7.4 System-Level Synthesis

Time	Label	Presentation Title Authors
14:30	7.4.1	SYSTEM LEVEL SYNTHESIS FOR VIRTUAL MEMORY ENABLED HARDWARE THREADS. Speaker: Nicolas Estibals, IRISA, FR Authors: Nicolas Estibals¹, Gaël Deest², Ali Hassan El Moussawi² and Steven Derrien³ ¹University of Rennes 1/IRISA, FR; ²University of Rennes 1, FR; ³IRISA, FR Abstract Newly introduced ARM-based FPGA platforms enable transparent hardware/software multithreading by providing cache-coherent memory accesses to hardware accelerators. However, the lack of support for virtual memory on the accelerator side impedes the acceleration of legacy applications. To address this problem, we propose a fully automated High Level Synthesis based source-to-source flow to efficiciently support virtual memory in hardware accelerators. Download Paper (PDF; Only available from the DATE venue WiFi)

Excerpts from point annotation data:
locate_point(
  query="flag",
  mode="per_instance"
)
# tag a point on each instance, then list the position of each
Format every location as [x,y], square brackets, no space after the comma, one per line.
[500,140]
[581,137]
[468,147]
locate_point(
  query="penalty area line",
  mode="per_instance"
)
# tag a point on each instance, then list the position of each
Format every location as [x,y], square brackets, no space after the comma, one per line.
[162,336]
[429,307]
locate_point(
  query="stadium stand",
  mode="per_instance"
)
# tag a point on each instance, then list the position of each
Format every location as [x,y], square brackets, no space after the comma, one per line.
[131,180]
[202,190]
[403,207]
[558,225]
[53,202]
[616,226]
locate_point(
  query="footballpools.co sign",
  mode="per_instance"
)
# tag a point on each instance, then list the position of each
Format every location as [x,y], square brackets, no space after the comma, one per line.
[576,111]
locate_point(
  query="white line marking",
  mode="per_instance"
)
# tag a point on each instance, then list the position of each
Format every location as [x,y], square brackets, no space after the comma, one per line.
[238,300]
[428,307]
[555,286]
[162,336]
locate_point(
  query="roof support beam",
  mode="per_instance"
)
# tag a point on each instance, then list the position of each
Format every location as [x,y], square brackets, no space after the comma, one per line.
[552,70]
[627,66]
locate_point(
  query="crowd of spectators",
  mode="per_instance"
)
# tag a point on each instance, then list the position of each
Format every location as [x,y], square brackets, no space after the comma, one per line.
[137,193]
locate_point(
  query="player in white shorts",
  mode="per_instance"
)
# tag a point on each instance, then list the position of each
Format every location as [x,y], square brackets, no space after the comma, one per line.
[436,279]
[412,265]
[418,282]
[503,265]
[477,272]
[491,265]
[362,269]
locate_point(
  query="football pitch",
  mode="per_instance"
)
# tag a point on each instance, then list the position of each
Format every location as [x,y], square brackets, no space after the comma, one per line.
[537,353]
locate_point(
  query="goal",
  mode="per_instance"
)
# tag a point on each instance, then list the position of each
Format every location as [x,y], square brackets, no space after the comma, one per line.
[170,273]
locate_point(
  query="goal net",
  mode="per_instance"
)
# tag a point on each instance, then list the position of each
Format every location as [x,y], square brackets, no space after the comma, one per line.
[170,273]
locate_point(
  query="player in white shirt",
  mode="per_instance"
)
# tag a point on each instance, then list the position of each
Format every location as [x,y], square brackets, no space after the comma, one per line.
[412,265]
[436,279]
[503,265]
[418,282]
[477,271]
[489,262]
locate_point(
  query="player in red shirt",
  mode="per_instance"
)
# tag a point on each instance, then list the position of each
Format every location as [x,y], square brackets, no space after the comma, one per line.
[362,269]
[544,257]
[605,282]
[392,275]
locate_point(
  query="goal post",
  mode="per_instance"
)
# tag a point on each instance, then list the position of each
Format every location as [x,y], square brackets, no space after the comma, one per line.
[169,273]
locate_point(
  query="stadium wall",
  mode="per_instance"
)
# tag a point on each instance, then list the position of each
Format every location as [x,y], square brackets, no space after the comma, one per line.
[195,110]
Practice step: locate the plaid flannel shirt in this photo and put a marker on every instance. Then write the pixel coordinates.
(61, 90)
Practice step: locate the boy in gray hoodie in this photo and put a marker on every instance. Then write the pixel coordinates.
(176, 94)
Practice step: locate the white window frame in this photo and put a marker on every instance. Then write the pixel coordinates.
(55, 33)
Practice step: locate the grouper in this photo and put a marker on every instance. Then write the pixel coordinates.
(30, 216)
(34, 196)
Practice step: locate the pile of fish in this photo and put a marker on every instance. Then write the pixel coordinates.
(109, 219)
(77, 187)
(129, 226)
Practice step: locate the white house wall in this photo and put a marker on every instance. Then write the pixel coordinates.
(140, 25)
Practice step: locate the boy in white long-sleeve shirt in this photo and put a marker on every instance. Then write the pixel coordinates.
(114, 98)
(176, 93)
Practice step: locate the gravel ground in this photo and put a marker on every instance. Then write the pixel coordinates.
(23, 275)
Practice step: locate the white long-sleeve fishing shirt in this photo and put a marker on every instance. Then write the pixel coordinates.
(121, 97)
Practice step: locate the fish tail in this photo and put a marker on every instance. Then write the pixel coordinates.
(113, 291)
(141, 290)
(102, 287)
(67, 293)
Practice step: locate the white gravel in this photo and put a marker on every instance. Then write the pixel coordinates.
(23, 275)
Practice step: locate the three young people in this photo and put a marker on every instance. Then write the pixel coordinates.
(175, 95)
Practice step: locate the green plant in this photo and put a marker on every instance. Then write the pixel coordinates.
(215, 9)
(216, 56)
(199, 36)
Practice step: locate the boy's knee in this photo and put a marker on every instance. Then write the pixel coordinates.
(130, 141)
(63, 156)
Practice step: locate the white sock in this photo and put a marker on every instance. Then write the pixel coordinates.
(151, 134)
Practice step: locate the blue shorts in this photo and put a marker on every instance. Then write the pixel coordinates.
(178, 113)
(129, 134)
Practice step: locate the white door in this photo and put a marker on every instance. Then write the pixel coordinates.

**Instructions:**
• A. Rewrite the stretch of the system-level synthesis session listing from "7.4 System-Level Synthesis" through "DATE venue WiFi)", changing "legacy applications" to "existing software".
• B. Extend the system-level synthesis session listing beyond its last line.

**Task-by-task results:**
• A.
7.4 System-Level Synthesis

Time	Label	Presentation Title Authors
14:30	7.4.1	SYSTEM LEVEL SYNTHESIS FOR VIRTUAL MEMORY ENABLED HARDWARE THREADS. Speaker: Nicolas Estibals, IRISA, FR Authors: Nicolas Estibals¹, Gaël Deest², Ali Hassan El Moussawi² and Steven Derrien³ ¹University of Rennes 1/IRISA, FR; ²University of Rennes 1, FR; ³IRISA, FR Abstract Newly introduced ARM-based FPGA platforms enable transparent hardware/software multithreading by providing cache-coherent memory accesses to hardware accelerators. However, the lack of support for virtual memory on the accelerator side impedes the acceleration of existing software. To address this problem, we propose a fully automated High Level Synthesis based source-to-source flow to efficiciently support virtual memory in hardware accelerators. Download Paper (PDF; Only available from the DATE venue WiFi)

• B.
15:00	7.4.2	COMPOSABLE, PARAMETERIZABLE TEMPLATES FOR HIGH-LEVEL SYNTHESIS Speaker: Dajung Lee, University of California, San Diego, US Authors: Janarbek Matai, Dajung Lee, Alric Althoff and Ryan Kastner, University of California, San Diego, US Abstract High-level synthesis tools aim to make FPGA programming easier by raising the level of programming abstraction. Yet in order to get an efficient hardware design from HLS tools, the designer must know how to write HLS code that results in an efficient low level hardware architecture. Unfortunately, this requires substantial hardware knowledge, which limits wide adoption of HLS tools outside of hardware designers. In this work, we develop an approach based upon parameterizable templates that can be composed using common data access patterns. This creates a methodology for efficient hardware implementations. Our results demonstrate that a small number of optimized templates can be hierarchically composed to develop highly optimized hardware implementations for large applications. Download Paper (PDF; Only available from the DATE venue WiFi)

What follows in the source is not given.